7.2.3.1 Field-of-View Estimation in UC
An early step in this pipeline involves estimating the field-of-view and cropping the image to a standard size. The cropping is done with the FSL tool robustfov, which uses a heuristic to first identify the most superior slice that could include the skull, uses a pre-specified distance in mm to select an inferior slice that is expected to be below the cerebellum, and crops everything outside of those slices. The heuristic is based on the quantiles of intensity values, but this heuristic was observed to often fail for data collected with SENSE.
To accommodate scans that failed for this reason, a small amount of noise was added to the entire image, and then the field-of-view was estimated on this degraded image. The field-of-view was then applied to the original image, and that cropped image was provided to fsl_anat (with automated cropping disabled). This workaround was recommended by Mark Jenkinson on the FSL Archives, and it was applied to these subjects.
7.2.3.2 High-Intensity Voxels
A subset of cases exhibited poor alignment to the standard space, with the misalignment driven by high-intensity voxels from outside of the brain. The extreme intensity values may have been driven by relatively high proportions of fatty tissue. For cases where these failures were identified, a mask was generated from the top 1% of voxels, which was then visually inspected to confirm that it did not include any voxels in the brain. That mask was then provided to fsl_anat as a “lesion” mask (via a hidden option), resulting in those voxels being ignored during alignment. In instances where the mask included brain voxels, the fsl_anat results were not included. The list of participants this fix was applied to is here.

..........

- [EXERCISE DETAILS]:
In the preprocessing notes, what portion of voxels was used to generate the mask for cases with high-intensity voxels?

..........

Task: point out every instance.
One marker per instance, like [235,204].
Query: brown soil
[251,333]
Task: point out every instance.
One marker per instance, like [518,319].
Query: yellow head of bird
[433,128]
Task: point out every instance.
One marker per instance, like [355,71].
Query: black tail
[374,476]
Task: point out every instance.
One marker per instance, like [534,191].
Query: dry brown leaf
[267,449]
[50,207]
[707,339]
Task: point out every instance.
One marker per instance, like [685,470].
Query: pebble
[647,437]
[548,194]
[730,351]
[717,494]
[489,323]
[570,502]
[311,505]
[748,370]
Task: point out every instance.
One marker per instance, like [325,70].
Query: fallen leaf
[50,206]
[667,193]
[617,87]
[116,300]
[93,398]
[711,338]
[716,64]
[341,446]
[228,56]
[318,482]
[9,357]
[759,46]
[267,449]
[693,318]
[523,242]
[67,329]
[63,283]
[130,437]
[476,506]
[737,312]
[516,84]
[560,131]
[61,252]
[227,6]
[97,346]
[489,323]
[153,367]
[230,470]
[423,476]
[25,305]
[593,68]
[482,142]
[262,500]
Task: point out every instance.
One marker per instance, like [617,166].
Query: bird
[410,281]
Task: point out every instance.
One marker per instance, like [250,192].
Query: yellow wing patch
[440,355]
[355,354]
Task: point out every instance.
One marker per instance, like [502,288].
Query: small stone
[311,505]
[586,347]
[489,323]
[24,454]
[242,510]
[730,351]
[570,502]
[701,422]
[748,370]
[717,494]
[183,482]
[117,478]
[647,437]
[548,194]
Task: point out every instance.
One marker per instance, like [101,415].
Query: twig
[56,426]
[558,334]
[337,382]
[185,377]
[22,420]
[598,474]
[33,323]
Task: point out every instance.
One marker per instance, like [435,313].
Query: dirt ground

..........

- [SOLUTION FOR THIS EXERCISE]:
The top 1% of voxels.